# Stated problem
Please quote only the lines that start at the one with "Please pin the black shoe" and go on to the last line of the data, both ends kept.

# Source material
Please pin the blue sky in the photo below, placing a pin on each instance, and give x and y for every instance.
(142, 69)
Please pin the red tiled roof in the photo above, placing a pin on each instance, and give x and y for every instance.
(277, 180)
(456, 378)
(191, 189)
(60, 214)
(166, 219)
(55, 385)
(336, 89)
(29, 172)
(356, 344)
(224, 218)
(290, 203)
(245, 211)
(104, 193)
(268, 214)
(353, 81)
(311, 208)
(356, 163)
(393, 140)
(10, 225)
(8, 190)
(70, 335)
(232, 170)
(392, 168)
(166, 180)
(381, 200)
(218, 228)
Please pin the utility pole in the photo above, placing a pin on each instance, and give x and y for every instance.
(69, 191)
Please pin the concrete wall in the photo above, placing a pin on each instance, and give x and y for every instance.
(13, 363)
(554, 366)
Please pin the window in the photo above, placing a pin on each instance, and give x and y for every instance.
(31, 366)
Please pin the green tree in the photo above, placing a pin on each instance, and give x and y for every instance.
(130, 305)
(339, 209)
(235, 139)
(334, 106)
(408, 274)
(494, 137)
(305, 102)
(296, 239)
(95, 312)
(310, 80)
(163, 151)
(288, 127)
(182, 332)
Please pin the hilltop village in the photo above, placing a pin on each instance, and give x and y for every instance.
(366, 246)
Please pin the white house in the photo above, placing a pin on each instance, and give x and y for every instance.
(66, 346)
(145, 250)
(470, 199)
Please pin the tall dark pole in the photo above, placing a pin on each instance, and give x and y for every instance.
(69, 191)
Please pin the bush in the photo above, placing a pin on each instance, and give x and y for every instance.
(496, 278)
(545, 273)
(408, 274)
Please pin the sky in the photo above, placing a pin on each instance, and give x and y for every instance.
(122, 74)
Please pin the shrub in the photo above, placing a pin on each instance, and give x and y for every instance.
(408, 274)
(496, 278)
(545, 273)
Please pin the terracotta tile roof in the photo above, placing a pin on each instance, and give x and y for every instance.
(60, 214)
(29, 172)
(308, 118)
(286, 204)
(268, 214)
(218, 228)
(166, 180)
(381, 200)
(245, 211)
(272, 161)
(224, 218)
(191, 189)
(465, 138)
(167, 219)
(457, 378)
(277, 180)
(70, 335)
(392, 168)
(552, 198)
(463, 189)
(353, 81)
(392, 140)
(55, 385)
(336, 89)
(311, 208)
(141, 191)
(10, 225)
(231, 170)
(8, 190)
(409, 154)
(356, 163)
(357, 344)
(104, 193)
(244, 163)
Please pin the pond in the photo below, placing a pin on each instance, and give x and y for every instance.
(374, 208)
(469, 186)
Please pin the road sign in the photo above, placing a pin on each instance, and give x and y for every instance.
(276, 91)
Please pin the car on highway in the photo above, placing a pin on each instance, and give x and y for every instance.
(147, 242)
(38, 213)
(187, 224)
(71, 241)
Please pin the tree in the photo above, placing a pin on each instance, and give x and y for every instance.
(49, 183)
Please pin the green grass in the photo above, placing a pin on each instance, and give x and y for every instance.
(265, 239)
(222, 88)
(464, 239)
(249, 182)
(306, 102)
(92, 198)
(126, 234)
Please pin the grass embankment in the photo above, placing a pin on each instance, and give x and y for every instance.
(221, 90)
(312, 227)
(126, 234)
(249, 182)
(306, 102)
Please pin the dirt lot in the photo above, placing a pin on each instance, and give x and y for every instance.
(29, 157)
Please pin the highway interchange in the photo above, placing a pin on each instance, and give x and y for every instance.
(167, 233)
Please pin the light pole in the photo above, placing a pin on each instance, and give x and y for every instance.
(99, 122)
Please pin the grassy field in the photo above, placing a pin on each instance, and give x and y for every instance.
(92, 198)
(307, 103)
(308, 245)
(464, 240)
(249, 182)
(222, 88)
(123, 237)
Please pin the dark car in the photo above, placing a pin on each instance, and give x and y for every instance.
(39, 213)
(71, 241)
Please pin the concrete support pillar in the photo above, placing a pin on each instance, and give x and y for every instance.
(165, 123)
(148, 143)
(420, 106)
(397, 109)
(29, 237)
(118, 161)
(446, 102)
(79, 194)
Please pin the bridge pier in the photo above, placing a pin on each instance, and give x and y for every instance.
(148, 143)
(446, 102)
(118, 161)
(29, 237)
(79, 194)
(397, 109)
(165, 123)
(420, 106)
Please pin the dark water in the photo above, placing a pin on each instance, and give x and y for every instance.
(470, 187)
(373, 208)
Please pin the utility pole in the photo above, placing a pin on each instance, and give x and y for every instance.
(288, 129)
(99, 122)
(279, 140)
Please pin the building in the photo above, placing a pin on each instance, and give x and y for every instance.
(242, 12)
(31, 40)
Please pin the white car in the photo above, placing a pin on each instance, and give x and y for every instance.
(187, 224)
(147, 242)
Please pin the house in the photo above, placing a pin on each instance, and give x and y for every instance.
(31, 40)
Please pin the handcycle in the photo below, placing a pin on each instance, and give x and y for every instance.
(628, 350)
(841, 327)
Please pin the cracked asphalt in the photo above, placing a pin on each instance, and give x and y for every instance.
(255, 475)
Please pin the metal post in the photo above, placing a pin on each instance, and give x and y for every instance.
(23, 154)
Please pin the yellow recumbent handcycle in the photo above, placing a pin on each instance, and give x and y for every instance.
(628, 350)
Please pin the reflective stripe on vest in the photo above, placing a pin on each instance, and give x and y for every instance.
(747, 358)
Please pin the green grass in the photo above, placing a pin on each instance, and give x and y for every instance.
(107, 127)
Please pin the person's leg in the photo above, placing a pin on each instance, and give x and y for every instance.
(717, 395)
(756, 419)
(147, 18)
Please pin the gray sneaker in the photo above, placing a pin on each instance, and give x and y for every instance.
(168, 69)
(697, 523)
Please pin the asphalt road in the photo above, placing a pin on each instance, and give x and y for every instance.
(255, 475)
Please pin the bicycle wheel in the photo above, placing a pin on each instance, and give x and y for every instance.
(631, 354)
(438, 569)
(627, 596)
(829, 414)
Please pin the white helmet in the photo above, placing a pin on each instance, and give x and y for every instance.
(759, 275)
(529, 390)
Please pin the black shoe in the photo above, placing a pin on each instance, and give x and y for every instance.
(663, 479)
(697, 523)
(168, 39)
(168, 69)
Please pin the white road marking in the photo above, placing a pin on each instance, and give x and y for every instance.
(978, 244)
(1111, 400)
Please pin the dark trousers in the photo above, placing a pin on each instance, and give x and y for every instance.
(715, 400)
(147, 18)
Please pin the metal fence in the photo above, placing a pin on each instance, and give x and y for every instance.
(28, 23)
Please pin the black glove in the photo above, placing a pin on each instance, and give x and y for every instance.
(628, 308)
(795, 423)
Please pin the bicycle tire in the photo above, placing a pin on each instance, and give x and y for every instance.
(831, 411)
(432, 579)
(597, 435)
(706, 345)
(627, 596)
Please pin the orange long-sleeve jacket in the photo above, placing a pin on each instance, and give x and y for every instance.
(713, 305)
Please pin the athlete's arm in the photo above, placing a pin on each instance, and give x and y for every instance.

# Reply
Please pin the black shoe in the photo above, placing a pin on each instance, and give x and y for every instance.
(663, 479)
(697, 523)
(168, 39)
(168, 69)
Please pin the white road marking in the photo above, placing a pin on each instance, and give x and y for every instance.
(978, 244)
(1111, 400)
Please pin the dark trousers in the photo above, placing a pin on each instance, and give x and y for every instance.
(715, 400)
(147, 18)
Please pin the metal fence in the photo above, placing a pin on each instance, and give x and y for every instance.
(28, 23)
Please pin the black glove in the photo above, placing a pin on each instance, and give x and y for every instance.
(628, 308)
(795, 423)
Please pin the bicycle tire in the photo above, placing a pin on each instance, and give x and y for every instance.
(831, 411)
(432, 579)
(597, 435)
(706, 345)
(627, 596)
Please pin the orange long-sleeve jacket in the photo above, placing a pin on each instance, and give x and y for every instance.
(713, 305)
Please pin the athlete's arm in the photo above, placing a pin on each instance, and give x and y for every instance.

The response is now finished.